== RECORD EXCERPTS ==
=== Begin Enclosure ===

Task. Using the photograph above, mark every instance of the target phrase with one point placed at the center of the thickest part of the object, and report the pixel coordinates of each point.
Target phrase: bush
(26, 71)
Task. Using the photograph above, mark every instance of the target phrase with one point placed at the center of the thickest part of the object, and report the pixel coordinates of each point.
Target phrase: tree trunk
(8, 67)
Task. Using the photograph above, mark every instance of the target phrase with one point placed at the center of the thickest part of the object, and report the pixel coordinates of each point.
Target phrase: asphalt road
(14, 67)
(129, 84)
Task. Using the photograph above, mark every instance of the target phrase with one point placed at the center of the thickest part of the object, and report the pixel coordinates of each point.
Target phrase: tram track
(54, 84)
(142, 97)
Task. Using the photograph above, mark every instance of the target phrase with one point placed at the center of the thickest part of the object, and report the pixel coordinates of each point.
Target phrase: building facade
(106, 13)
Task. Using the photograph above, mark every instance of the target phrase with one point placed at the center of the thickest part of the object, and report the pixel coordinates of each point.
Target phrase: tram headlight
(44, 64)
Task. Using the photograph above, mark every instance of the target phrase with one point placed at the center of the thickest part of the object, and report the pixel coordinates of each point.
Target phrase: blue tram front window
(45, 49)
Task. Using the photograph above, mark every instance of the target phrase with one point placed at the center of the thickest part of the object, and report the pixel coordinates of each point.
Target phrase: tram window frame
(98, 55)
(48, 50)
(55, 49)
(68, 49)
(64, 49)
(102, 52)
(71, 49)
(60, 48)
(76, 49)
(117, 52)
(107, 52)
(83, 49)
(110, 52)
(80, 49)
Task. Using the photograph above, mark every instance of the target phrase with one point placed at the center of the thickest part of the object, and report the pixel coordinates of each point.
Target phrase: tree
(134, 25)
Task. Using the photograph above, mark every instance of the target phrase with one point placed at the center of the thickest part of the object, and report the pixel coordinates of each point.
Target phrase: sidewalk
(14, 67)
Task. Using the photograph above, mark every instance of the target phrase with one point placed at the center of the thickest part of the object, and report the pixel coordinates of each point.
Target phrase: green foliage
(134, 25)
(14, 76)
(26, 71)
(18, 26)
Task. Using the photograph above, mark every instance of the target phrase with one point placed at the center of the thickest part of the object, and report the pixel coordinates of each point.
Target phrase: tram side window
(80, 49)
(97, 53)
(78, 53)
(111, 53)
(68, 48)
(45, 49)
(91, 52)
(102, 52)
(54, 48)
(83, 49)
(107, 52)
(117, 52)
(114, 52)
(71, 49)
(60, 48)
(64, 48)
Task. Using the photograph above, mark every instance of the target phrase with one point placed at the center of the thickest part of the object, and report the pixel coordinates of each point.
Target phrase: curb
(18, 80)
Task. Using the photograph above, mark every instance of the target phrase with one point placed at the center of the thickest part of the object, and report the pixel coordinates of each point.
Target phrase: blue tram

=== End Enclosure ===

== WHAT IS REQUIRED ==
Everything in the listing should be set down again exactly.

== WRITTEN RESPONSE ==
Task. Using the photograph above, mark every instance of the target phrase with one point placed at the center of the thickest part of the object, and report the pixel coordinates of each point.
Target phrase: bush
(26, 71)
Task. Using the photograph above, mark every instance of the target phrase with one point placed at the center of the thickest part of the object, and report the pixel coordinates of each point.
Target phrase: tree trunk
(8, 67)
Task. Using the photograph above, mark every instance of the target phrase with one point placed at the center of the thickest part of the object, and report the pixel coordinates of each point.
Target phrase: asphalt road
(14, 67)
(129, 84)
Task. Using the photograph above, mark every instance of the target phrase with one point placed at the center of the thickest part of the object, and report the pixel coordinates of each point.
Target phrase: tram track
(54, 84)
(142, 97)
Task. Using the photograph above, mark every instance of the target phrase with one point placed at the center of the thickest part of the object, and report the pixel coordinates of each point.
Target phrase: building facade
(106, 13)
Task. Using the photograph above, mark every instance of the target phrase with one point placed at the center of the thickest part of the object, and report the pixel coordinates of each point.
Target phrase: tram headlight
(44, 64)
Task. Using the photograph above, mark every instance of the target phrase with one point placed at the center of the thickest part of the object, and report the pixel coordinates of each point.
Target phrase: blue tram front window
(45, 49)
Task. Using the photograph above, mark every instance of the target phrase with one point placed at the center of the thickest part of the object, and report the pixel coordinates of each point.
Target phrase: tram window frame
(98, 55)
(48, 50)
(55, 49)
(68, 49)
(64, 49)
(102, 52)
(71, 49)
(60, 48)
(76, 49)
(117, 52)
(107, 52)
(83, 49)
(110, 52)
(80, 49)
Task. Using the photograph above, mark every instance of the target phrase with one point placed at the center of the thickest part of the object, and report the pixel coordinates of each point.
Target phrase: tree
(134, 25)
Task. Using the photograph above, mark every instance of the target phrase with one point placed at the center of the thickest part of the object, and report the pixel coordinates of each point.
Target phrase: sidewalk
(14, 67)
Task. Using the photograph above, mark every instance of the target phrase with one point placed at the center of the thickest part of the object, and report the pixel coordinates of each point.
Target phrase: green foliage
(134, 25)
(14, 76)
(26, 71)
(18, 26)
Task. Using the photograph above, mark every instance of the target phrase with one point placed at the center of the thickest part of the object, and report the pixel coordinates of each point.
Target phrase: tram side window
(80, 49)
(97, 53)
(78, 53)
(111, 53)
(68, 48)
(45, 49)
(91, 52)
(102, 52)
(54, 48)
(83, 49)
(107, 52)
(117, 52)
(114, 52)
(71, 49)
(60, 48)
(64, 48)
Task. Using the photograph above, mark every instance of the target phrase with one point placed at the center of the thickest part of the object, and report the pixel coordinates of each point.
Target phrase: curb
(18, 80)
Task. Using the photograph above, mark every instance of the target phrase with one point placed at the center of the thickest part of the object, and report the pixel coordinates of each point.
Target phrase: blue tram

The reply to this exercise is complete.